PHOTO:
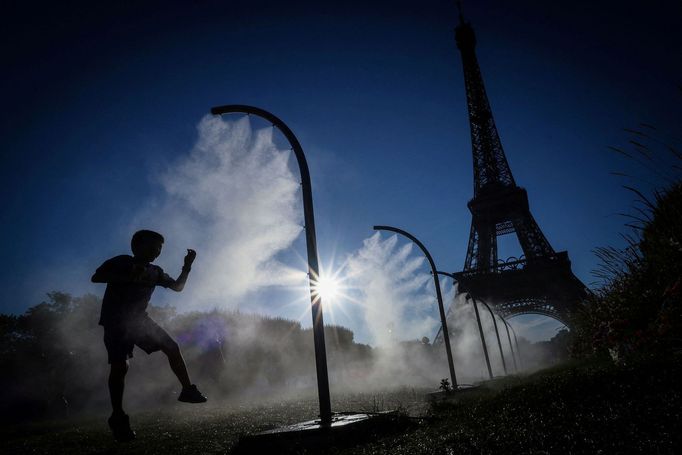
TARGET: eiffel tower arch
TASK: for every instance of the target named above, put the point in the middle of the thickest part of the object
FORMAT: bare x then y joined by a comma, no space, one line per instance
540,281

GOAL
Arrange the material above as a Markdown table with two columns, Row and Line. Put a row number in the first column and one line of the material in the second, omitting blank lines and the pictures.

RESPONSE TO THE EXERCISE
| Row | Line |
|---|---|
| 1 | PHOTO: |
| 2 | TARGET: eiffel tower arch |
| 3 | TASK: for every instance of the target named above, put the point in the middle of the thickest part of the object |
| 4 | FORMAT: bare x then y joined by a comma, no space, one line per instance |
| 5 | 540,281 |